Copy out each line below that has the word "poplar" in it.

---- Information shown

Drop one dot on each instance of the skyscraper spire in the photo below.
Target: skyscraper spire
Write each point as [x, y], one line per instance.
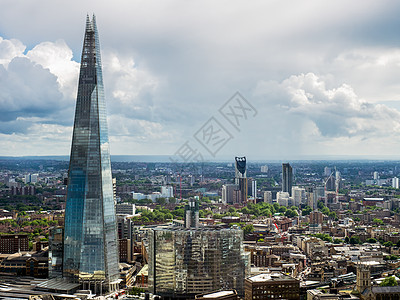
[90, 242]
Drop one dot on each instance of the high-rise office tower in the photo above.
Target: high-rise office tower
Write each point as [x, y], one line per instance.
[241, 177]
[192, 214]
[287, 178]
[185, 262]
[90, 241]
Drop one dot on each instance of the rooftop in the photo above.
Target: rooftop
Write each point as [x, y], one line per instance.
[269, 277]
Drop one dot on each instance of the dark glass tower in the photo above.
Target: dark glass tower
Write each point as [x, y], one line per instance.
[287, 178]
[90, 241]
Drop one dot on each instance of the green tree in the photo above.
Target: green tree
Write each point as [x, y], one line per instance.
[232, 209]
[355, 240]
[320, 205]
[389, 281]
[388, 244]
[325, 211]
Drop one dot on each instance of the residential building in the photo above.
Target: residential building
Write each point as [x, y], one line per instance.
[272, 286]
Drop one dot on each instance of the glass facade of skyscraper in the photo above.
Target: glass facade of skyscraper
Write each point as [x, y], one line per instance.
[90, 242]
[192, 261]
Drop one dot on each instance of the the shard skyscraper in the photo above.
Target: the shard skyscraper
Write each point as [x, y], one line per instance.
[90, 240]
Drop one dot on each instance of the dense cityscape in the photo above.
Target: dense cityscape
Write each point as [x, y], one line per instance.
[95, 226]
[316, 226]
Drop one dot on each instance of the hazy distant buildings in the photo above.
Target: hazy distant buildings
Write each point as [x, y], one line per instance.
[252, 188]
[319, 195]
[31, 178]
[167, 191]
[241, 178]
[327, 171]
[283, 198]
[287, 178]
[268, 197]
[192, 214]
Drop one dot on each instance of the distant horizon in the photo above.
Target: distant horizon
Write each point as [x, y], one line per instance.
[166, 158]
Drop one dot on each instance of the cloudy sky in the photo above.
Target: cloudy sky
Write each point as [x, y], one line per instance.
[320, 78]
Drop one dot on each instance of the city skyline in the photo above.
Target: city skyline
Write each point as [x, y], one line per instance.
[322, 77]
[90, 241]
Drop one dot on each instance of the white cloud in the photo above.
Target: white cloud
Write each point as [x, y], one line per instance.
[57, 57]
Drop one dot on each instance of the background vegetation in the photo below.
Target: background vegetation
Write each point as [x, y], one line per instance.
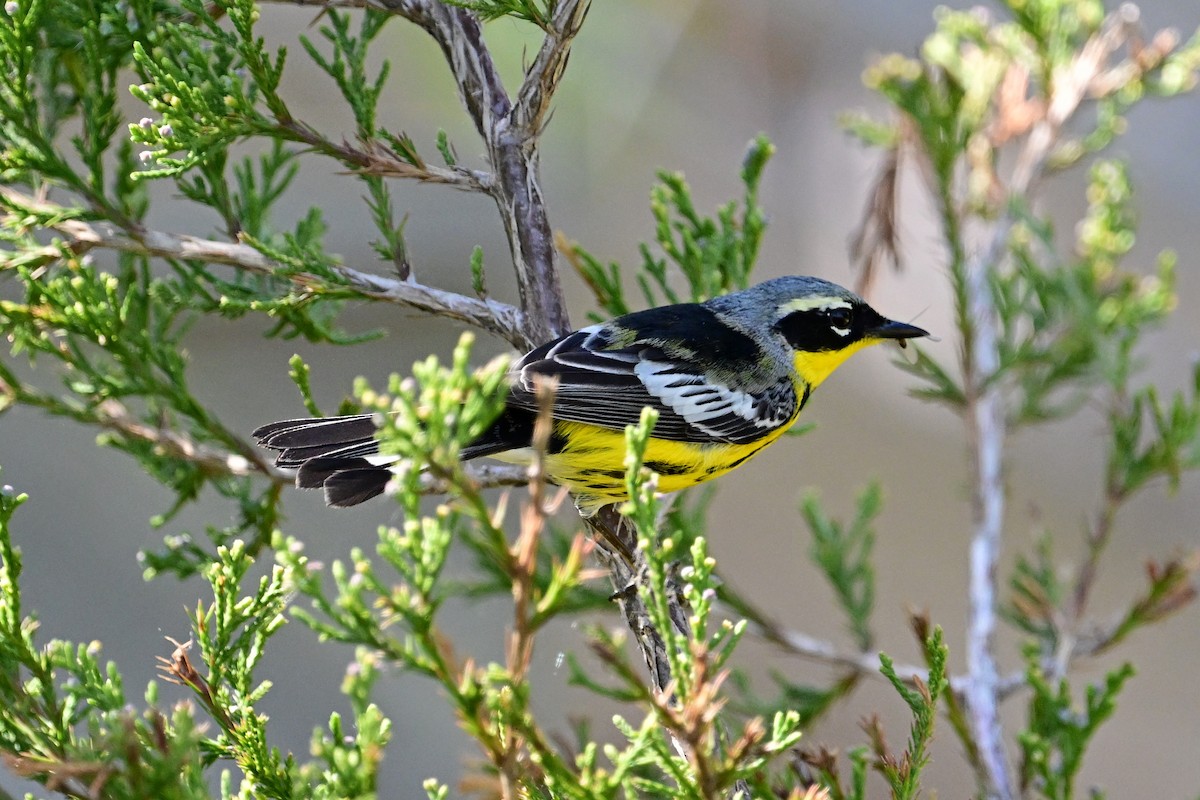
[101, 299]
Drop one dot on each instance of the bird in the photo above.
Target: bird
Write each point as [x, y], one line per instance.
[727, 377]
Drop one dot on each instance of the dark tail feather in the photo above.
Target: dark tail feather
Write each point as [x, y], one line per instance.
[333, 432]
[333, 451]
[351, 487]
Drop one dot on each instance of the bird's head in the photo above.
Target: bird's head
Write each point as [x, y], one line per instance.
[821, 323]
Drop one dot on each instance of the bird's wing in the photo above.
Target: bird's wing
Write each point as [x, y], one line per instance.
[609, 388]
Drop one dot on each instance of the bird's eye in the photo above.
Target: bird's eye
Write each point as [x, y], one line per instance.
[839, 318]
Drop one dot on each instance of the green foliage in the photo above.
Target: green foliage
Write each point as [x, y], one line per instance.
[64, 715]
[844, 554]
[903, 774]
[712, 254]
[1069, 338]
[1057, 732]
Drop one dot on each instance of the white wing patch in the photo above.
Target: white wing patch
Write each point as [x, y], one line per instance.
[700, 401]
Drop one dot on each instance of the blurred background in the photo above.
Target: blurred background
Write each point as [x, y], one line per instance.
[683, 86]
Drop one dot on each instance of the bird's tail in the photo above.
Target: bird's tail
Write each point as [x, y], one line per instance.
[339, 453]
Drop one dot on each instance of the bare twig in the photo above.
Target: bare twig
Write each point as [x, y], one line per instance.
[984, 407]
[511, 150]
[541, 79]
[82, 236]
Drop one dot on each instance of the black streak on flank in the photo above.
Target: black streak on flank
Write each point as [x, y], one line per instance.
[696, 325]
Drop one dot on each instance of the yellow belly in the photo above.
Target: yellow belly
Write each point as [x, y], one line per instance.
[592, 464]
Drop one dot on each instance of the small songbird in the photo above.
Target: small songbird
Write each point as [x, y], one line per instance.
[727, 378]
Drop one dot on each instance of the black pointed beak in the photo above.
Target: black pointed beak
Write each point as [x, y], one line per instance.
[889, 329]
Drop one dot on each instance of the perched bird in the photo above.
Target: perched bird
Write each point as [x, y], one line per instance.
[727, 378]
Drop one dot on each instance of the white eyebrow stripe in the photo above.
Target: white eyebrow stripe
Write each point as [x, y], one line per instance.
[809, 304]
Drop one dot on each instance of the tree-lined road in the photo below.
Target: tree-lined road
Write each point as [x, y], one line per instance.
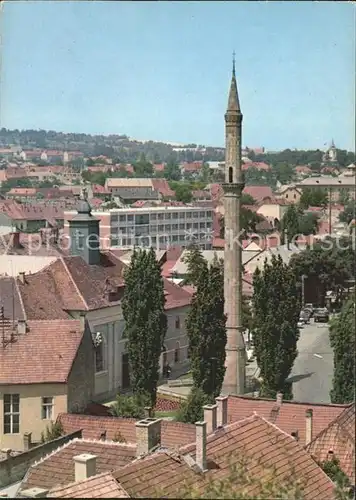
[313, 369]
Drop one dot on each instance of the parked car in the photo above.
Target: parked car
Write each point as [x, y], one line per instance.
[304, 316]
[321, 315]
[309, 307]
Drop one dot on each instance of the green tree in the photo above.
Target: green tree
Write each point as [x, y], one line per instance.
[343, 342]
[172, 171]
[206, 330]
[276, 332]
[327, 266]
[344, 196]
[191, 410]
[183, 192]
[290, 224]
[130, 406]
[145, 321]
[348, 214]
[314, 197]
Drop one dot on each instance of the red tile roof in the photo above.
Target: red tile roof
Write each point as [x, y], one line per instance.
[162, 186]
[259, 193]
[42, 355]
[70, 283]
[339, 438]
[173, 433]
[100, 486]
[263, 446]
[290, 416]
[57, 469]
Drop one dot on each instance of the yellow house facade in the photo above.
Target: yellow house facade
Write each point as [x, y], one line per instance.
[47, 369]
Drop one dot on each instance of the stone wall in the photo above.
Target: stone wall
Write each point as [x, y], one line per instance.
[14, 468]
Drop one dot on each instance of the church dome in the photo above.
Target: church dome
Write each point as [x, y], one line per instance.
[84, 207]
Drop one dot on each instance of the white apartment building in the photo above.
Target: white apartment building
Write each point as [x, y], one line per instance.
[160, 227]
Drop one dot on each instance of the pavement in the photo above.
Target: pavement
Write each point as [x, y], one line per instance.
[313, 369]
[312, 372]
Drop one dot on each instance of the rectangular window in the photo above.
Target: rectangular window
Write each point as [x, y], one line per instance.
[47, 408]
[11, 413]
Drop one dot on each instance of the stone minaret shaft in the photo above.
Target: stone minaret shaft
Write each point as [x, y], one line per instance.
[234, 382]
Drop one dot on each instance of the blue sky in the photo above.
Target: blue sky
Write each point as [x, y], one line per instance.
[161, 70]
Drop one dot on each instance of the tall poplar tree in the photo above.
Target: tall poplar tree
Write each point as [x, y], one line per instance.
[276, 307]
[343, 342]
[145, 321]
[206, 329]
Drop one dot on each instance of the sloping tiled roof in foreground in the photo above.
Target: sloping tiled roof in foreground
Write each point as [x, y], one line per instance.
[100, 486]
[289, 416]
[339, 439]
[174, 434]
[57, 469]
[261, 444]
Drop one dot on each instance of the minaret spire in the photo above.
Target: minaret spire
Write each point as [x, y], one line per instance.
[233, 103]
[234, 380]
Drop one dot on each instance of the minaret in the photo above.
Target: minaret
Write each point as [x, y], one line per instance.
[234, 382]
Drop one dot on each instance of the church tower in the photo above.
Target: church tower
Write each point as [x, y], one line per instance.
[234, 381]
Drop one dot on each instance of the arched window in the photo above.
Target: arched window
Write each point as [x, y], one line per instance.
[177, 353]
[230, 175]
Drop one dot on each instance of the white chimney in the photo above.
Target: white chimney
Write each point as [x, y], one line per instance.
[84, 466]
[279, 398]
[21, 326]
[308, 426]
[82, 320]
[221, 401]
[148, 435]
[210, 417]
[34, 493]
[200, 445]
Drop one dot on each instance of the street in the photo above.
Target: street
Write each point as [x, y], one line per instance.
[313, 369]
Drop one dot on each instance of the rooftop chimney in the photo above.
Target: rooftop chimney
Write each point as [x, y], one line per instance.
[27, 440]
[34, 493]
[82, 319]
[210, 417]
[200, 444]
[148, 412]
[295, 435]
[279, 398]
[308, 426]
[221, 401]
[84, 466]
[21, 326]
[148, 435]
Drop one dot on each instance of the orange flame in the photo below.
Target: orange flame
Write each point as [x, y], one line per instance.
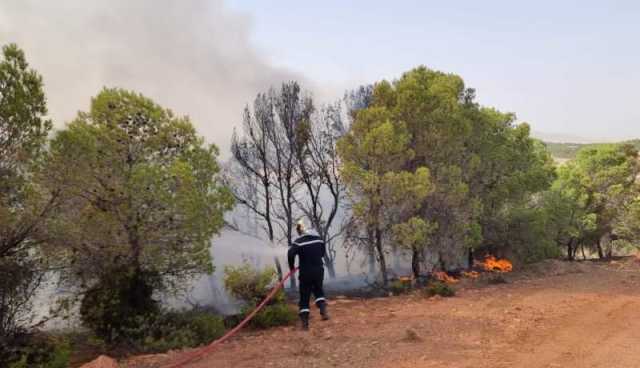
[471, 274]
[492, 264]
[443, 277]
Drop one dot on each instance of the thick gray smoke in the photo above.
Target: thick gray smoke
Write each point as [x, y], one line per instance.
[193, 56]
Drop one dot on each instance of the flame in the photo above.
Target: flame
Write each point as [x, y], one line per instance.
[471, 275]
[444, 277]
[492, 264]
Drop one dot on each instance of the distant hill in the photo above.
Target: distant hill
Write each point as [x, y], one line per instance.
[568, 151]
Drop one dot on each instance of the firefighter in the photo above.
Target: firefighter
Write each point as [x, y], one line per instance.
[310, 249]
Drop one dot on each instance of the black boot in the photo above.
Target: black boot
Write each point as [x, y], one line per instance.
[304, 318]
[323, 310]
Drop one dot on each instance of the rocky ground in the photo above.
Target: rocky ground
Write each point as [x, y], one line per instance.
[554, 314]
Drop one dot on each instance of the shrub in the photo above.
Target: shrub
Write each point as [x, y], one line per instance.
[252, 286]
[398, 287]
[41, 352]
[175, 330]
[279, 314]
[441, 289]
[118, 304]
[248, 284]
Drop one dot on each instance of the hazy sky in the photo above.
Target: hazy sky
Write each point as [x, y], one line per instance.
[568, 67]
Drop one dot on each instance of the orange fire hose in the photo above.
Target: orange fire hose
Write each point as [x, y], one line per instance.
[207, 349]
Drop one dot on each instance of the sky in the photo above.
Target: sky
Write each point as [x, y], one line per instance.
[569, 68]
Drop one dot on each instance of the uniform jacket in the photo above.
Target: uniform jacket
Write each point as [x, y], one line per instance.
[310, 249]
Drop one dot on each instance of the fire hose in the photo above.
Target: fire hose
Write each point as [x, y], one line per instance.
[209, 348]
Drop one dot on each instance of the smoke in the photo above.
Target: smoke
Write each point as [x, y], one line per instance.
[193, 56]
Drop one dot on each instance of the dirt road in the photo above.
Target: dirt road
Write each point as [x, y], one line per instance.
[585, 315]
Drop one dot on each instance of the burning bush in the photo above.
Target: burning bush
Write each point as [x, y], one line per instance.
[444, 278]
[491, 264]
[440, 289]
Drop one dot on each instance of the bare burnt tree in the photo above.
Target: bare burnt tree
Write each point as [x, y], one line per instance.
[286, 165]
[252, 154]
[319, 165]
[288, 140]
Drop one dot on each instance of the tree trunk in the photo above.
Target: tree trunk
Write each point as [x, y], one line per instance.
[415, 263]
[570, 252]
[381, 258]
[600, 252]
[278, 268]
[331, 267]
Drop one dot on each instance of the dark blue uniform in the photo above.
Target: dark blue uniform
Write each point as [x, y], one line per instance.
[310, 249]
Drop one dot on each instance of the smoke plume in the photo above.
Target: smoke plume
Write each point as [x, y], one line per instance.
[194, 56]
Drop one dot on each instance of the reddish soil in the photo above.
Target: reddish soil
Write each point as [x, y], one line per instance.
[556, 315]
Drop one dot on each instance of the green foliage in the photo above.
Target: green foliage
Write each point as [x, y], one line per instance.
[24, 208]
[248, 284]
[376, 153]
[42, 352]
[398, 287]
[115, 306]
[480, 165]
[592, 198]
[176, 330]
[142, 198]
[441, 289]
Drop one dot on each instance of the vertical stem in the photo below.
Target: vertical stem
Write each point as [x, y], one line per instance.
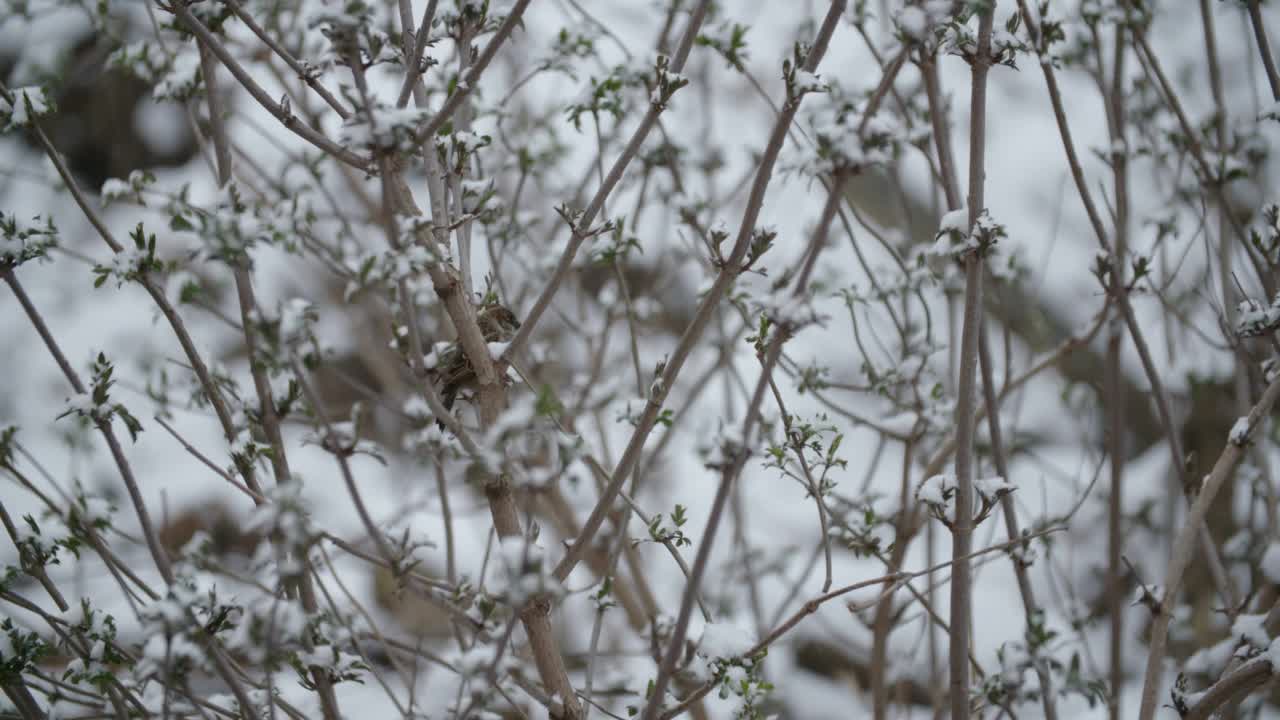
[961, 543]
[1116, 604]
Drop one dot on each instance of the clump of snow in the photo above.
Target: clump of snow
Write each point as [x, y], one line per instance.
[1256, 318]
[1252, 629]
[992, 488]
[725, 641]
[940, 493]
[955, 220]
[1239, 432]
[28, 104]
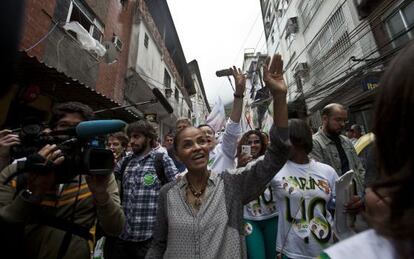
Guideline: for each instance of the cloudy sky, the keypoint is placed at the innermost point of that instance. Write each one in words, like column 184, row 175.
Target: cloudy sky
column 217, row 33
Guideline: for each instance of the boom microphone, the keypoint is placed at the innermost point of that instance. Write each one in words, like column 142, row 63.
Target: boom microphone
column 92, row 128
column 163, row 101
column 86, row 129
column 224, row 72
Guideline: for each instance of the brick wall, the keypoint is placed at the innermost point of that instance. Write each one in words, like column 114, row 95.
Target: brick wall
column 111, row 78
column 152, row 27
column 37, row 23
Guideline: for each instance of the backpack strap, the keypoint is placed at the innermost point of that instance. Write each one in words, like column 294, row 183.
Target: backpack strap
column 120, row 175
column 159, row 168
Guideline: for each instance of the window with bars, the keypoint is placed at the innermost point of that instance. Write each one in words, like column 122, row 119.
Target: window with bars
column 400, row 23
column 167, row 79
column 146, row 40
column 80, row 13
column 332, row 43
column 327, row 39
column 177, row 94
column 307, row 9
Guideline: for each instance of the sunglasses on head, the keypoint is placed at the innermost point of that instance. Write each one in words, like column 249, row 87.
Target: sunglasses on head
column 251, row 142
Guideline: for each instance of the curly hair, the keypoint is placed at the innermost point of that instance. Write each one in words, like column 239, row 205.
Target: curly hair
column 121, row 137
column 394, row 113
column 245, row 137
column 145, row 128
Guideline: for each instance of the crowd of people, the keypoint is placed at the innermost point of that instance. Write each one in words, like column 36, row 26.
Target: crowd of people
column 247, row 194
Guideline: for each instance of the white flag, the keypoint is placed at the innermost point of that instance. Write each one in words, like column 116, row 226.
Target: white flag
column 217, row 117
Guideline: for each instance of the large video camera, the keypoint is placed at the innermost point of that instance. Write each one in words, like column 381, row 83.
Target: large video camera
column 82, row 146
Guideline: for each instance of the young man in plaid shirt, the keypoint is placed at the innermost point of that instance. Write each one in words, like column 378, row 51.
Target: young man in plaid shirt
column 140, row 185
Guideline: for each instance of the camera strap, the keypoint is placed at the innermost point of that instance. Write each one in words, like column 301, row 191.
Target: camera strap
column 159, row 168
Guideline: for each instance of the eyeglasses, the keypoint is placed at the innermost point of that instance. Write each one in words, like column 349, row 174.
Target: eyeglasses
column 251, row 142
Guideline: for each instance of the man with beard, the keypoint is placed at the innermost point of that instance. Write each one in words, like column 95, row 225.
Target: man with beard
column 336, row 150
column 140, row 186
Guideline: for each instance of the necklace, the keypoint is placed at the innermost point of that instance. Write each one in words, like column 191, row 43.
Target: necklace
column 197, row 195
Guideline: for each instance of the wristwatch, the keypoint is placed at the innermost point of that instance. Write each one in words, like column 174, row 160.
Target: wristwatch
column 28, row 196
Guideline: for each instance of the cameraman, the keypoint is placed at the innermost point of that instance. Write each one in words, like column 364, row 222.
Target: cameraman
column 50, row 220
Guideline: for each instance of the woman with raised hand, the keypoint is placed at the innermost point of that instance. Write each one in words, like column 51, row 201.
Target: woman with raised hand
column 389, row 204
column 201, row 215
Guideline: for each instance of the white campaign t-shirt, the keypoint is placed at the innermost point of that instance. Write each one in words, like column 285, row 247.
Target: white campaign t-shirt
column 365, row 245
column 264, row 207
column 302, row 195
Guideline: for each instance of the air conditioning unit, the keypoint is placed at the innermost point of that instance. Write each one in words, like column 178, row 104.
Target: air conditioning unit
column 279, row 13
column 302, row 67
column 292, row 26
column 117, row 42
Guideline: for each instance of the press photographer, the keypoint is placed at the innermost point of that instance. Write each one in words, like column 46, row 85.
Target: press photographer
column 50, row 211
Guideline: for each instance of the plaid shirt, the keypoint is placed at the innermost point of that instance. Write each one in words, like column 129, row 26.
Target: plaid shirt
column 140, row 194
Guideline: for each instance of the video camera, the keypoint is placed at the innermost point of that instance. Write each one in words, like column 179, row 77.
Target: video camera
column 82, row 146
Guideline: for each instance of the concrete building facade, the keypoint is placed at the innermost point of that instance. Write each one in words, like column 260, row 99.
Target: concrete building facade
column 329, row 55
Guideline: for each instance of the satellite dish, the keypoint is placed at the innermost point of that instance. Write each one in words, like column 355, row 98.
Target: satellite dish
column 111, row 54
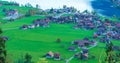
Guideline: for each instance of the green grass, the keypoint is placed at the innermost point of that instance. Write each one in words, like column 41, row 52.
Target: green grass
column 39, row 41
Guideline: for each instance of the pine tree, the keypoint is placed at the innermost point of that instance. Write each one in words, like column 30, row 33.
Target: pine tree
column 2, row 49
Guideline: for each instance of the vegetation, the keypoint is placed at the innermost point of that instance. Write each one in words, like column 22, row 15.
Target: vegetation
column 38, row 41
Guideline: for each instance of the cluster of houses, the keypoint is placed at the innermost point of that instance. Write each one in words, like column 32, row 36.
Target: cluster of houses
column 55, row 56
column 11, row 14
column 36, row 23
column 116, row 3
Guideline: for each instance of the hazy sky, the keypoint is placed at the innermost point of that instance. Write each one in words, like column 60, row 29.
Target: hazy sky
column 45, row 4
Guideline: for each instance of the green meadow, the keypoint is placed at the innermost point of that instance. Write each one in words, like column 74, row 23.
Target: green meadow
column 39, row 41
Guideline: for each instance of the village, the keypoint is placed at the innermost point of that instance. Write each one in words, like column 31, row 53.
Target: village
column 104, row 31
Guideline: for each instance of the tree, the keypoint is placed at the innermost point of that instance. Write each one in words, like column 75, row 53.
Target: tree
column 58, row 40
column 110, row 53
column 28, row 58
column 2, row 49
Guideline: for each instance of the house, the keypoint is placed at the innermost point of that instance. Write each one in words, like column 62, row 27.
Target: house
column 49, row 54
column 57, row 56
column 84, row 54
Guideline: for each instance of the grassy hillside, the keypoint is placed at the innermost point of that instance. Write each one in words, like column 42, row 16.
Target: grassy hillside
column 39, row 41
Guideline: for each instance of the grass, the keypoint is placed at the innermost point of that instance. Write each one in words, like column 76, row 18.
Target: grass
column 39, row 41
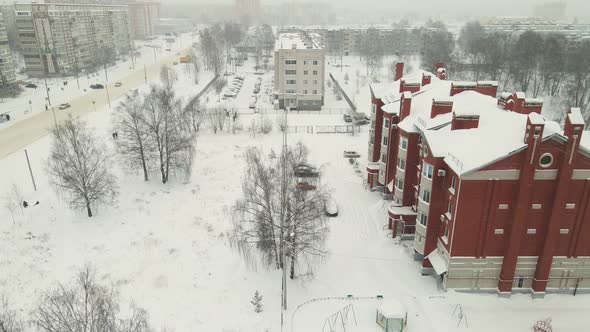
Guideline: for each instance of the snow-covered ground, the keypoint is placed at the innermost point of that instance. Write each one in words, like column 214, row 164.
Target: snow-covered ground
column 166, row 246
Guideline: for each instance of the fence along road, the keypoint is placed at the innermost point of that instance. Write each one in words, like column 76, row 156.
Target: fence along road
column 31, row 129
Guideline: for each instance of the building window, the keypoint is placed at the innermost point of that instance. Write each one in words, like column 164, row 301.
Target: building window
column 453, row 184
column 422, row 218
column 399, row 183
column 546, row 160
column 427, row 170
column 403, row 143
column 450, row 209
column 401, row 164
column 424, row 195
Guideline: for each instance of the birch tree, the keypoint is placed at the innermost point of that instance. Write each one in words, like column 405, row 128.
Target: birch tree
column 79, row 166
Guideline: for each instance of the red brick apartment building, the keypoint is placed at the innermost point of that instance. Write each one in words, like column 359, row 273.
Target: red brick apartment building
column 493, row 195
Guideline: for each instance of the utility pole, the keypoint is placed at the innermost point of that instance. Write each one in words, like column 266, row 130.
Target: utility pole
column 30, row 170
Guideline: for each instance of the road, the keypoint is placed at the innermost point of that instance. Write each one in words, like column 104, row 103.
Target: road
column 30, row 130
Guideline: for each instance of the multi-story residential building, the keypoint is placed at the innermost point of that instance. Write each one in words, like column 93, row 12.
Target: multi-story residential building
column 493, row 194
column 248, row 11
column 143, row 18
column 7, row 72
column 299, row 71
column 62, row 39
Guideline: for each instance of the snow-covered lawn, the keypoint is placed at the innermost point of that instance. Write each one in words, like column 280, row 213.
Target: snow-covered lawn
column 166, row 247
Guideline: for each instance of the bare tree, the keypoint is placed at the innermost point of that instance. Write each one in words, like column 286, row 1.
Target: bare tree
column 86, row 306
column 133, row 143
column 278, row 216
column 79, row 166
column 9, row 318
column 165, row 122
column 216, row 118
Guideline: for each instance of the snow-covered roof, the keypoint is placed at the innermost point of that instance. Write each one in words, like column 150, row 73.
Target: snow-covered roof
column 391, row 309
column 575, row 116
column 380, row 90
column 401, row 210
column 499, row 134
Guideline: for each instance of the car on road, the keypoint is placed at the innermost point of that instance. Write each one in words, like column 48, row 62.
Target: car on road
column 331, row 208
column 351, row 154
column 305, row 186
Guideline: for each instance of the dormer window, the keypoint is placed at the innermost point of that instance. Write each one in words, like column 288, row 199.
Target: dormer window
column 546, row 160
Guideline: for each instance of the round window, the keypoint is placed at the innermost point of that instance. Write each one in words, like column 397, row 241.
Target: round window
column 546, row 160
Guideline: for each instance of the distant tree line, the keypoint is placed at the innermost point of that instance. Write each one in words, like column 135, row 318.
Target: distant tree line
column 534, row 63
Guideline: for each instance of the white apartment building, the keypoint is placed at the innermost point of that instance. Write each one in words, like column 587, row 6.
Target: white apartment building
column 7, row 73
column 299, row 71
column 63, row 39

--------

■ Solution ■
Drop one dot on each instance of the tall poplar tree in the photo above.
Target: tall poplar tree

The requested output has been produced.